EXTRACT:
Re: Unicode in VFAT file system

From: addison@inter-locale.com
Date: Fri Jul 21 2000 - 10:11:46 EDT


Well...

There has always been a BOM in Unicode and it's there for a reason: to
indicate the byte order on different processors. There is an inherent BE
bias in Unicode. But this doesn't invalidate an LE view of the Universe.

Avoiding for the moment the word-parsing that Markus suggests, Unicode on
Microsoft platforms has always been LE (at least on Intel) and they have
called the encoding they use "UCS-2" (when they bothered with such
things: in the past they always called it "Unicode" as if it were the
*only* encoding). As Unicode has evolved, Microsoft products have become
more exact in this regard.

You'll never *hear* about "UCS-2LE"... since I just invented it to
describe what's going on. In non-standard usage, UCS-2 means "doesn't
support surrogates" and LE happens to be what PCs are using. Calling
something UTF-16 that doesn't support surrogates is bad, as far as I'm
concerned.

VFAT may support surrogates (AFAIK it does). Microsoft is usually quite
good at indicating UTF-16 support in their documentation.

>
> >3. Filenames are, by definition in Windows-land, UPPERCASE in Western
> >European systems.

MATERIAL SHOWN:
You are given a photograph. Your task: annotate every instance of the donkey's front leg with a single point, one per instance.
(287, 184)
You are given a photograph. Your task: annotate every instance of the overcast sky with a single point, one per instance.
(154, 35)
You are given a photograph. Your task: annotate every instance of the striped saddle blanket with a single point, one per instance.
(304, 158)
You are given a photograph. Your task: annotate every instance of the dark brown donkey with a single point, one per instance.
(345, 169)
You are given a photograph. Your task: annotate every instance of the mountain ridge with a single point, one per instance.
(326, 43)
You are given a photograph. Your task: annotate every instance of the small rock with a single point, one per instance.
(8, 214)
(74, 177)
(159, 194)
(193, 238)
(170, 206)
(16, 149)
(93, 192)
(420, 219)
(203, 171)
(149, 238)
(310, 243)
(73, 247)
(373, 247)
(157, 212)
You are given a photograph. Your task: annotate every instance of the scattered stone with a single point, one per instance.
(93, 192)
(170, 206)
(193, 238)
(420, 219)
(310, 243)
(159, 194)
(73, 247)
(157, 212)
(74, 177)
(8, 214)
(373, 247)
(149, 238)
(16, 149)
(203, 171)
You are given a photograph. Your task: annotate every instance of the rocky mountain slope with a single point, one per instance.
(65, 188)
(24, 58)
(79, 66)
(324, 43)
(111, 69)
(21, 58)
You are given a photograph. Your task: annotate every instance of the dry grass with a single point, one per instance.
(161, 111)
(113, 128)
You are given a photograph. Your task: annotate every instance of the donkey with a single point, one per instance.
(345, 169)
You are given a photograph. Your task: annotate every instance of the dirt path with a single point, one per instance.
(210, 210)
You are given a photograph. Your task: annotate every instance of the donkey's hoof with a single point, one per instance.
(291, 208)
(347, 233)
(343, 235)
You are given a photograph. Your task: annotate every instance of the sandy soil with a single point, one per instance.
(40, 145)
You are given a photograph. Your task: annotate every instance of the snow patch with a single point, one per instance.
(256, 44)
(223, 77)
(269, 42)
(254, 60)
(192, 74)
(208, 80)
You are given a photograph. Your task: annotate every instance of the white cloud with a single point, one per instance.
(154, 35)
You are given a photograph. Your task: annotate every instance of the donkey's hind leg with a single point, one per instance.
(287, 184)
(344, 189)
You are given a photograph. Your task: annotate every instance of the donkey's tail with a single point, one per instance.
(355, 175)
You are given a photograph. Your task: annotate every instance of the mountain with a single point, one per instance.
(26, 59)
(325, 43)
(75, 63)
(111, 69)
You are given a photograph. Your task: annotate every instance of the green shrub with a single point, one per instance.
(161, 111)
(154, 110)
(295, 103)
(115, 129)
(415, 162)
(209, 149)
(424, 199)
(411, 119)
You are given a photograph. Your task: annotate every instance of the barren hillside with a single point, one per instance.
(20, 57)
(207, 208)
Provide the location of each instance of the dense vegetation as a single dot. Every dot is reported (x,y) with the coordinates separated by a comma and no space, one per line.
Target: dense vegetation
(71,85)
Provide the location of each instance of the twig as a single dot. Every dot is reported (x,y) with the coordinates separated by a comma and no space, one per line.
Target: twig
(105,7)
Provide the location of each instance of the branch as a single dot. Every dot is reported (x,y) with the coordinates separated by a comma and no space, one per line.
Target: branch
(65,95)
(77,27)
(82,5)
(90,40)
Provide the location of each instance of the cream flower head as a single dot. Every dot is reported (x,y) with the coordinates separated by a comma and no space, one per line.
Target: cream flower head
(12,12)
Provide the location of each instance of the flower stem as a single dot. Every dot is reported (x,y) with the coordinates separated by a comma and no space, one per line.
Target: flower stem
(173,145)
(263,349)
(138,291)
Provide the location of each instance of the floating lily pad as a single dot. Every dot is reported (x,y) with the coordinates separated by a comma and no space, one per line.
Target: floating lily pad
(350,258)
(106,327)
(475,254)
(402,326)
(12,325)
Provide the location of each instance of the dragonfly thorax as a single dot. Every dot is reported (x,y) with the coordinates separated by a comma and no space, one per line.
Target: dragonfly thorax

TASK REQUIREMENTS:
In the forum post about Unicode in VFAT, what does "UCS-2" mean in non-standard usage? The material is not needed for what follows.

WRITTEN REPLY:
It means "doesn't support surrogates."